Return the lines from the start of the records up to and including the line containing "positive clicks: (946, 304)", copied exactly, with the pictures left out.

━━━━━ LISTED ENTRIES

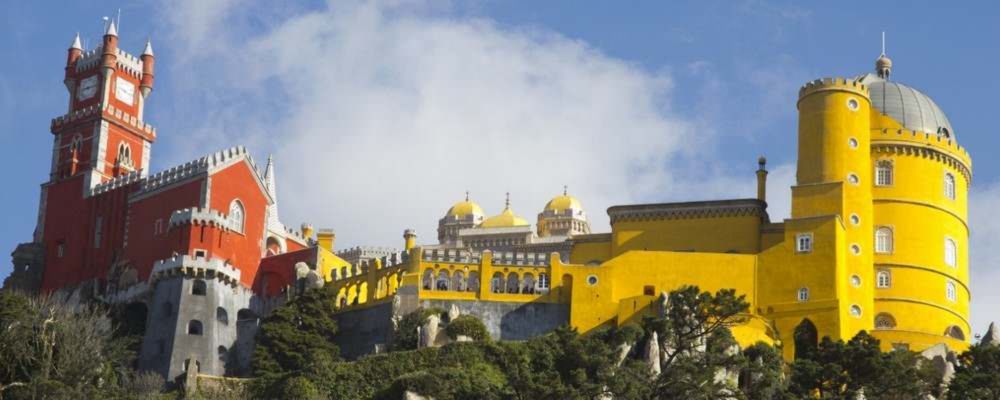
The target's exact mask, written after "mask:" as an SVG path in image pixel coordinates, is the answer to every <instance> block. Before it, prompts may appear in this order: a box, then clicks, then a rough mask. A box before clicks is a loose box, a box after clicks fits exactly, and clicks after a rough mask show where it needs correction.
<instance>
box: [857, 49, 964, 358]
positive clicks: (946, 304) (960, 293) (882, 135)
mask: <svg viewBox="0 0 1000 400" xmlns="http://www.w3.org/2000/svg"><path fill="white" fill-rule="evenodd" d="M891 67H892V63H891V61H889V59H888V57H886V56H885V55H884V54H883V55H882V56H881V57H879V59H878V60H877V61H876V73H875V74H868V75H864V76H862V77H860V78H859V81H860V82H862V83H864V84H866V85H868V86H869V87H870V89H871V101H872V106H873V111H872V113H871V161H870V168H869V170H870V171H871V172H872V174H874V178H875V179H874V180H873V181H872V182H871V183H870V184H869V185H870V187H871V188H872V197H873V199H872V200H873V205H874V227H873V229H874V232H873V236H872V237H871V240H870V241H869V242H868V243H870V246H872V247H873V248H874V251H875V252H874V265H873V273H874V279H872V280H868V281H866V282H865V284H866V285H871V286H874V301H875V303H874V304H875V313H874V314H871V318H873V322H874V335H875V336H876V337H877V338H879V339H880V340H881V341H882V345H883V348H885V349H888V348H891V347H908V348H910V349H911V350H915V351H920V350H923V349H925V348H927V347H930V346H933V345H935V344H938V343H942V342H944V343H946V344H948V346H949V347H950V348H951V349H953V350H956V349H957V350H962V349H964V348H965V347H967V346H968V341H969V332H970V326H969V295H970V293H969V286H968V278H969V264H968V238H969V228H968V223H967V211H968V197H967V193H968V188H969V183H970V181H971V173H972V172H971V171H972V169H971V168H972V162H971V159H970V158H969V155H968V153H967V152H966V151H965V150H964V149H963V148H961V147H960V146H958V143H957V142H956V140H955V132H954V131H953V129H952V127H951V124H950V123H949V121H948V119H947V117H946V116H945V114H944V113H943V112H942V111H941V109H940V108H939V107H938V106H937V104H935V103H934V101H933V100H931V99H930V98H929V97H927V96H926V95H924V94H923V93H921V92H919V91H917V90H915V89H913V88H910V87H908V86H905V85H902V84H900V83H898V82H895V81H890V80H889V75H890V72H891Z"/></svg>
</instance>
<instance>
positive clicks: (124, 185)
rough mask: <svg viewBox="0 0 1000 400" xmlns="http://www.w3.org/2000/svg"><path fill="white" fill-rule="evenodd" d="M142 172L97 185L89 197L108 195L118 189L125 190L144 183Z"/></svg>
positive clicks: (90, 194)
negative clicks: (91, 196)
mask: <svg viewBox="0 0 1000 400" xmlns="http://www.w3.org/2000/svg"><path fill="white" fill-rule="evenodd" d="M142 179H143V178H142V170H137V171H132V172H129V173H127V174H125V175H119V176H116V177H114V178H113V179H111V180H109V181H107V182H104V183H100V184H97V185H95V186H94V187H93V189H90V191H89V192H88V193H87V195H88V196H96V195H99V194H103V193H107V192H110V191H113V190H115V189H118V188H123V187H125V186H128V185H131V184H133V183H136V182H140V181H142Z"/></svg>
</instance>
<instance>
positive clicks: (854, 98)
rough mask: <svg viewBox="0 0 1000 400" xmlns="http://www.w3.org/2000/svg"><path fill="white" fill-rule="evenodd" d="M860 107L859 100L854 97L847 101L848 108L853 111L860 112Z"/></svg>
mask: <svg viewBox="0 0 1000 400" xmlns="http://www.w3.org/2000/svg"><path fill="white" fill-rule="evenodd" d="M859 107H860V104H858V99H855V98H853V97H852V98H850V99H847V108H849V109H850V110H851V111H858V108H859Z"/></svg>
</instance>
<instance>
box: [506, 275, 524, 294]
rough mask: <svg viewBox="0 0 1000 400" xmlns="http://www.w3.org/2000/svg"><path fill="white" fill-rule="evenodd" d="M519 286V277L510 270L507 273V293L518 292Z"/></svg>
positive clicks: (517, 292) (520, 287)
mask: <svg viewBox="0 0 1000 400" xmlns="http://www.w3.org/2000/svg"><path fill="white" fill-rule="evenodd" d="M520 288H521V286H520V284H519V279H518V277H517V273H515V272H511V273H510V274H509V275H507V293H518V292H519V291H520V290H518V289H520Z"/></svg>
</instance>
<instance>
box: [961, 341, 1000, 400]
mask: <svg viewBox="0 0 1000 400" xmlns="http://www.w3.org/2000/svg"><path fill="white" fill-rule="evenodd" d="M948 398H951V399H1000V347H998V346H996V345H989V344H985V345H984V344H976V345H973V346H972V347H969V350H966V351H965V352H964V353H962V355H960V356H958V367H957V368H955V376H954V377H952V379H951V383H949V385H948Z"/></svg>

━━━━━━━━━━

● THE COMPLETED TASK
The target's exact mask, written after "mask:" as an SVG path in image pixel coordinates, is the answer to every <instance> block. Before it, prompts may appear in this order: a box, then clicks, then a rough mask. A box before clicks is a loose box, a box after clicks fits exactly, and clicks after a rough mask show where it needs correction.
<instance>
box: [857, 49, 964, 358]
positive clicks: (946, 304) (960, 293) (882, 135)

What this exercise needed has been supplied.